• _WHAT IS NEEDED_: Please reproduce the material below word for word, from its first line up to and including the line that contains "M331 63L324 55L344". Leave the pictures out of your answer.

• _RECORDS PROVIDED_:
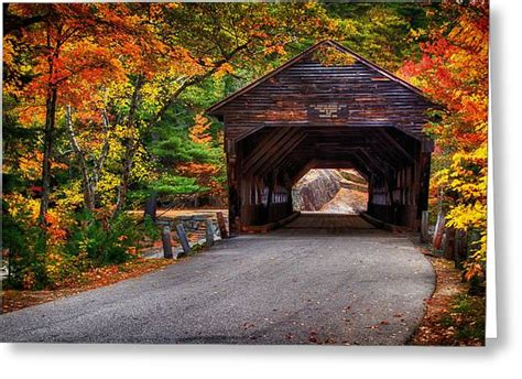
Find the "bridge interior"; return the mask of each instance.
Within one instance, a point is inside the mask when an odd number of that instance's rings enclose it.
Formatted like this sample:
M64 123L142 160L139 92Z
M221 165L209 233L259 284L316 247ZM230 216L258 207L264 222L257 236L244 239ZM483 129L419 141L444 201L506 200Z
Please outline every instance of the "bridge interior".
M331 63L324 55L344 55ZM225 123L232 232L292 215L311 169L355 169L369 215L418 228L427 208L431 102L410 84L326 41L213 106Z

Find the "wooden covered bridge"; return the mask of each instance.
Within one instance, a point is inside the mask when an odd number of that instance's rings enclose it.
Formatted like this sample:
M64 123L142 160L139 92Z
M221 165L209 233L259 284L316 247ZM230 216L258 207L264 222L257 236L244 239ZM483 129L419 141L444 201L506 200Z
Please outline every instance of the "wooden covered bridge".
M207 112L225 123L232 232L292 213L311 169L355 169L368 214L418 228L427 208L433 105L422 91L342 45L320 42Z

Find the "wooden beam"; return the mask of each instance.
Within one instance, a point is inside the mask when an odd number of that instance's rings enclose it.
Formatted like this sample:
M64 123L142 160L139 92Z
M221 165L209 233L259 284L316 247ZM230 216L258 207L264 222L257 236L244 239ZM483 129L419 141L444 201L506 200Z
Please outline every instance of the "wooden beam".
M396 150L399 150L410 163L414 161L413 156L402 147L402 144L400 144L393 137L388 134L385 130L379 129L378 133L381 134Z

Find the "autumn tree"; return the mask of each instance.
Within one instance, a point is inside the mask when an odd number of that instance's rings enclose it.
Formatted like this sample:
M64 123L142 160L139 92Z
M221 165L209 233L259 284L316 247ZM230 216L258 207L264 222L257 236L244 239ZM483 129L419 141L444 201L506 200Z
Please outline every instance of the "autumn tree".
M433 187L447 204L447 226L474 234L468 279L482 277L486 264L488 181L489 4L446 3L455 14L421 45L423 55L401 74L443 106L426 131L436 140Z

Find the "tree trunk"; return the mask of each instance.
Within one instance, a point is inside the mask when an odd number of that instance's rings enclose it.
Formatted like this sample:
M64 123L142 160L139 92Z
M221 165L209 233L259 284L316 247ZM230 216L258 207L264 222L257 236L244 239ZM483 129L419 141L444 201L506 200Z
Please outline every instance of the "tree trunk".
M145 201L145 212L143 216L150 216L151 219L156 221L156 210L157 210L157 194L152 194Z
M50 87L45 104L45 130L43 140L42 162L42 201L40 204L40 223L45 225L45 215L48 209L48 195L51 192L51 156L53 154L54 128L56 121L56 100L58 90Z
M127 120L127 129L128 129L129 137L123 142L126 147L126 153L124 153L123 164L122 164L120 187L118 190L118 201L116 203L116 212L121 212L123 209L123 206L127 199L127 191L129 190L130 174L131 174L132 165L134 163L134 153L138 145L137 143L138 140L137 140L137 137L133 136L134 134L133 132L137 129L135 118L137 118L138 105L140 100L140 91L141 91L142 86L143 86L143 77L139 76L135 80L134 91L132 94L132 99L131 99L130 109L129 109L129 118Z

• _REPLY TO THE TASK_:
Find the "bridge interior"; return the mask of each instance.
Within one instance, a point is inside the mask when an odd number of that instance's rings enclose it.
Formatted like this sample:
M64 123L142 160L139 92Z
M221 165L209 233L259 284L316 247ZM230 216L258 207L264 222L257 236L244 239ZM483 129L419 141L444 201L506 200Z
Please outline every instance of the "bridge interior".
M331 63L324 55L344 55ZM225 123L232 232L292 215L311 169L355 169L369 215L418 228L427 208L431 102L410 84L326 41L213 106Z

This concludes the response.